## TASK DESCRIPTION
Copy out the lines of the listing below without any change, starting at the line with "Where can the plate" and ending at the line with "column 718, row 143", both of those lines included.

Stored items
══════════════════════════════

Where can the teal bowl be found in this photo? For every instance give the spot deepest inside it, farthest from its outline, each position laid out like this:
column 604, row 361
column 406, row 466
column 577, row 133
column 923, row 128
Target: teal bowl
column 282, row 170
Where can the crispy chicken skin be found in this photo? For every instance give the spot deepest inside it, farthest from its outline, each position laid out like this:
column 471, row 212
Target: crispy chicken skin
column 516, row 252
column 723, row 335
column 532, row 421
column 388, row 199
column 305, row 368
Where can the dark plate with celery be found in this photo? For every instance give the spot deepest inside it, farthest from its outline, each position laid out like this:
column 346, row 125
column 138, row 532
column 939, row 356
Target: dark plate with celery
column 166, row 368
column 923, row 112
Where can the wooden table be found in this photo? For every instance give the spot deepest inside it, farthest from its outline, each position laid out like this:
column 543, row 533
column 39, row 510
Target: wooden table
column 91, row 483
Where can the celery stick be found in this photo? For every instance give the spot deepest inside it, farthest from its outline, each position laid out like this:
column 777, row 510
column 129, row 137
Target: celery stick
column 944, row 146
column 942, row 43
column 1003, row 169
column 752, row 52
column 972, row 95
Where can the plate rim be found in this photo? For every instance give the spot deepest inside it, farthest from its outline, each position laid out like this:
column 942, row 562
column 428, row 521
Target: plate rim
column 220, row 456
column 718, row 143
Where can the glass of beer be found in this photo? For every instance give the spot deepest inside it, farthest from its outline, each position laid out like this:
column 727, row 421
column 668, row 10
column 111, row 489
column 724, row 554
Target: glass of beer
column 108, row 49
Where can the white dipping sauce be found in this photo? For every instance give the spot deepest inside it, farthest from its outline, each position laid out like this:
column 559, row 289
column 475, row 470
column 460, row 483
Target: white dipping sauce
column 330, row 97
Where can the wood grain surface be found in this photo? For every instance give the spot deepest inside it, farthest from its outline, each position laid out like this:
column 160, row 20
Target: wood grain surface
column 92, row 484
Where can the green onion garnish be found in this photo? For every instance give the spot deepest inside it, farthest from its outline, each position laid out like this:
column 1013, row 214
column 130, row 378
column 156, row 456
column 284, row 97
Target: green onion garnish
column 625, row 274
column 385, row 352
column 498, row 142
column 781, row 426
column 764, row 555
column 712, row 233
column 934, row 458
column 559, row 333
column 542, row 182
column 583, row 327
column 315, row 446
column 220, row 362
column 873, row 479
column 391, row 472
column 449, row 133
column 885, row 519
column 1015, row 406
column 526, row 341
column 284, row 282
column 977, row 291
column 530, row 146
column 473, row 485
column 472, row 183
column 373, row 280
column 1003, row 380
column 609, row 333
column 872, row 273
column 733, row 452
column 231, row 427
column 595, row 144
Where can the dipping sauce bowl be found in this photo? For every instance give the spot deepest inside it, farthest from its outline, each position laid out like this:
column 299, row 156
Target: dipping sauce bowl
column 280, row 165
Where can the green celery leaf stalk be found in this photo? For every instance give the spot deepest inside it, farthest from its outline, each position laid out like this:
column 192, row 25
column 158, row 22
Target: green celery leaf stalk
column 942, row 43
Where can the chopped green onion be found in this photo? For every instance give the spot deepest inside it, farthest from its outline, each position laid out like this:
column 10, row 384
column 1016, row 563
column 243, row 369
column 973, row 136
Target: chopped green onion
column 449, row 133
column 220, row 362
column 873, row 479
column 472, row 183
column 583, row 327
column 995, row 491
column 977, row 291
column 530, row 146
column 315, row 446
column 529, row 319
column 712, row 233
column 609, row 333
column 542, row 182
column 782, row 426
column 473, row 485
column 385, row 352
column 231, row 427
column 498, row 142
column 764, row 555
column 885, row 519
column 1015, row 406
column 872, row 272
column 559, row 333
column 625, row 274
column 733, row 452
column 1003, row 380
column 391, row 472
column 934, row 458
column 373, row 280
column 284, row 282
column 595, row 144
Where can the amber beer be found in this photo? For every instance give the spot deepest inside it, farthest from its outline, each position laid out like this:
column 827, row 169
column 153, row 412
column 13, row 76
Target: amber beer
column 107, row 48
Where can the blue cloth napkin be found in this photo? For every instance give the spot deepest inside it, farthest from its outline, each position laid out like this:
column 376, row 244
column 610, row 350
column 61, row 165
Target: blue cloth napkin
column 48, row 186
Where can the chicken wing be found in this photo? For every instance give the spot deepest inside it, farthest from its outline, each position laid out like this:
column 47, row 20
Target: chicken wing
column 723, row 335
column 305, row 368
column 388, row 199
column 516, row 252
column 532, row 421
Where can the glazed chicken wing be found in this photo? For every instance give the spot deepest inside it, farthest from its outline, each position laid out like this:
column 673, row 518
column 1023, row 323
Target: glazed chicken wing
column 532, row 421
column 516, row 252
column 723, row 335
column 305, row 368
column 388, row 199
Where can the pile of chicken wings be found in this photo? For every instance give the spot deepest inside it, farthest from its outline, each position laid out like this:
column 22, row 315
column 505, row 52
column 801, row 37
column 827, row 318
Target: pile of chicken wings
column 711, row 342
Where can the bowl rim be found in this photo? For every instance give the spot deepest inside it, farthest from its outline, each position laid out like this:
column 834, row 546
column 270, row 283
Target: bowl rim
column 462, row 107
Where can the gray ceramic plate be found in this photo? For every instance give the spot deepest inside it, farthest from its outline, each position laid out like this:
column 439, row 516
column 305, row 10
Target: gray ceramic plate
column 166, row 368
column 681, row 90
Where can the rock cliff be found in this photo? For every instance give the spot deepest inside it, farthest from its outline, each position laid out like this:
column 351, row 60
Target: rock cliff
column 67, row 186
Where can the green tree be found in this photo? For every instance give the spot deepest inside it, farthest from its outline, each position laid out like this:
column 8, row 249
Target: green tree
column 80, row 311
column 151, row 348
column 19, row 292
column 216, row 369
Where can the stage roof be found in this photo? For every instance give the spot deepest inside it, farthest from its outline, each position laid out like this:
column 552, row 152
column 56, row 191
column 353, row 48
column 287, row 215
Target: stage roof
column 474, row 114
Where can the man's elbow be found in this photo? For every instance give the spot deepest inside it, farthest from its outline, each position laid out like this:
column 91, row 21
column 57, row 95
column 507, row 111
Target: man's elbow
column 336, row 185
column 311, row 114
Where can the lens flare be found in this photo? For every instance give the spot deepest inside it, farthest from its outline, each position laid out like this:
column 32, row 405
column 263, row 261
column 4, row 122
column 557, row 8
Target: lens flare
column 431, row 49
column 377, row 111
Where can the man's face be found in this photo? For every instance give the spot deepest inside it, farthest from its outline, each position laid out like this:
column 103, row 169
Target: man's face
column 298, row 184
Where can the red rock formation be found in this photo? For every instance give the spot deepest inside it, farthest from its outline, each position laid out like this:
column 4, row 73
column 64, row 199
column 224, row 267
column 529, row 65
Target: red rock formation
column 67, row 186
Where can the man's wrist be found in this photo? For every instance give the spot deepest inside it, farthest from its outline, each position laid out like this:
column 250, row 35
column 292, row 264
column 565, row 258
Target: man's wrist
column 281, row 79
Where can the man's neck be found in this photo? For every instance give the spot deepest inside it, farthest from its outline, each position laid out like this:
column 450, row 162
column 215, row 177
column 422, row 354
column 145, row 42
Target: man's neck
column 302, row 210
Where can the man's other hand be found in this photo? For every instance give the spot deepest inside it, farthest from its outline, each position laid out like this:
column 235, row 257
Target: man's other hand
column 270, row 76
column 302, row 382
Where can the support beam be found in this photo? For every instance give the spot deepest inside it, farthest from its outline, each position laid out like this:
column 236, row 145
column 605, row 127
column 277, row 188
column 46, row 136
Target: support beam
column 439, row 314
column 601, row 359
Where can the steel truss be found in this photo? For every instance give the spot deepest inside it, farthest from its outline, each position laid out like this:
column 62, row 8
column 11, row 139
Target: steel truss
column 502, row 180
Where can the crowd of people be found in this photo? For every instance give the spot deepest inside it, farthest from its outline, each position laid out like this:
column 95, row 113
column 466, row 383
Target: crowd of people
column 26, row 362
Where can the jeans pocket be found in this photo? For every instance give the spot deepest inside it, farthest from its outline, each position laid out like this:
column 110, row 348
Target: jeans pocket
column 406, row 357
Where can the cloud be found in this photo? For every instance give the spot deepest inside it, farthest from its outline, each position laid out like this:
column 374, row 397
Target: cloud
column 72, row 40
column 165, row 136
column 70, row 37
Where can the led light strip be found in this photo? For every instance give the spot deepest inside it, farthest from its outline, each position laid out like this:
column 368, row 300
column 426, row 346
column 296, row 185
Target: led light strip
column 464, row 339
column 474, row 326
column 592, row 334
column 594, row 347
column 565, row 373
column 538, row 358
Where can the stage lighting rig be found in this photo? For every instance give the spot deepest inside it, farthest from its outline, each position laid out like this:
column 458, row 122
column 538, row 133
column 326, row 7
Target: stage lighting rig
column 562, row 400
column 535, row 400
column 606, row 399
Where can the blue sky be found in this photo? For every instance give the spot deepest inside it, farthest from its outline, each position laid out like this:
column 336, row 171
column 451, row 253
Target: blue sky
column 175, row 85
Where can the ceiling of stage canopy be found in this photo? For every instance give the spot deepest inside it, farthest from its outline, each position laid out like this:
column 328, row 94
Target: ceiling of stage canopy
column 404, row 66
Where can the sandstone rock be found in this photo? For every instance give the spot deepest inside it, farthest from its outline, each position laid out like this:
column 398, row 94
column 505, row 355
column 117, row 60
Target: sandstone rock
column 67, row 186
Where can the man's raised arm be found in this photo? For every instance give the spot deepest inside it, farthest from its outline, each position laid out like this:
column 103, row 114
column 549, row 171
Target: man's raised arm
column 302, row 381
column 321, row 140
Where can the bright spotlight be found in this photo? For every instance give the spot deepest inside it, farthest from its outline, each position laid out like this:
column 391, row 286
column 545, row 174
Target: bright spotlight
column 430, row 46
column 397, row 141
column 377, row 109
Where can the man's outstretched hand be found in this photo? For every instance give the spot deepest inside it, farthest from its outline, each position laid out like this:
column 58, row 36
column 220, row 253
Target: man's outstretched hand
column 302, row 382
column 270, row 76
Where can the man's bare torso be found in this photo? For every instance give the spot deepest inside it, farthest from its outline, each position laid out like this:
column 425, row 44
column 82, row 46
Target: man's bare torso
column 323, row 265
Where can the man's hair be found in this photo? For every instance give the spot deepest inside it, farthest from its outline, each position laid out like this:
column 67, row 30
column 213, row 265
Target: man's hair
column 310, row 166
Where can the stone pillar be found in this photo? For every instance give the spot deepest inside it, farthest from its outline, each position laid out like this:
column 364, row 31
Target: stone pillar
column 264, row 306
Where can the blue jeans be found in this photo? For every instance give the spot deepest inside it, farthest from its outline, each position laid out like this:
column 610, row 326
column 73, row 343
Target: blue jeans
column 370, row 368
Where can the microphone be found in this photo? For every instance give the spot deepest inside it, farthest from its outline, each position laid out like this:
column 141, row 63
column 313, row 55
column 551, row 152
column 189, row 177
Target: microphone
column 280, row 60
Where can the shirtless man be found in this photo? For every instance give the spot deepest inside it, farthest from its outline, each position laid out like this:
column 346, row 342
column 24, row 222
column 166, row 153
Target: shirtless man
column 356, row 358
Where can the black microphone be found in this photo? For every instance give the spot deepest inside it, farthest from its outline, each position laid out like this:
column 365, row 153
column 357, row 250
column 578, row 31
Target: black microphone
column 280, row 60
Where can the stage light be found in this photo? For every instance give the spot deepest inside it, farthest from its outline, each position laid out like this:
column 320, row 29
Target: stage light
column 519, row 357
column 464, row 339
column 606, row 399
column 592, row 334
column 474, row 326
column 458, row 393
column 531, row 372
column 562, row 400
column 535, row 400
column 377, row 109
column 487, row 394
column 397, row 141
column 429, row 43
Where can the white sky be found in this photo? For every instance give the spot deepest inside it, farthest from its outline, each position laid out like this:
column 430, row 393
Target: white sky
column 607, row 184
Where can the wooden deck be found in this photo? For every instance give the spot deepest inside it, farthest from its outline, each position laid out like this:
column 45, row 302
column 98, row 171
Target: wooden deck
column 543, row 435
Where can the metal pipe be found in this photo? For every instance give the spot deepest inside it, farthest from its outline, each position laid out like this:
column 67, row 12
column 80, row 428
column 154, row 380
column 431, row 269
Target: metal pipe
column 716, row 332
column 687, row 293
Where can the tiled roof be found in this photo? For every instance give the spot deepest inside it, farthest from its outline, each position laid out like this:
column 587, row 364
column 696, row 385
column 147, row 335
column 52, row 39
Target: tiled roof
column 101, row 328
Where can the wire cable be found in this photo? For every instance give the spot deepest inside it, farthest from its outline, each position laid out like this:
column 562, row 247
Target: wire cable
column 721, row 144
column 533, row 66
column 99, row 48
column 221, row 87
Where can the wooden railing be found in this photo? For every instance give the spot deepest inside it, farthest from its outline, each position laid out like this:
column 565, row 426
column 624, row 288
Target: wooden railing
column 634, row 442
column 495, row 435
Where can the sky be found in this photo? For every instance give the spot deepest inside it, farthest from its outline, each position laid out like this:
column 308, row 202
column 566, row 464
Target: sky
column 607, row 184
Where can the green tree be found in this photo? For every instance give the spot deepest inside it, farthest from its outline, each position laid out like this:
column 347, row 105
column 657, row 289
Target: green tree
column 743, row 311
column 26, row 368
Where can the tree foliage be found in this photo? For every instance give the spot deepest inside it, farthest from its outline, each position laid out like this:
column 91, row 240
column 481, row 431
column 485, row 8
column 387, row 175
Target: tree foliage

══════════════════════════════

## ANSWER TO THE PROBLEM
Where can the plate rim be found in this photo? For every instance give the spot deepest inside it, farthest from its outline, each position laid out like this:
column 942, row 562
column 428, row 521
Target: plate rim
column 220, row 456
column 718, row 143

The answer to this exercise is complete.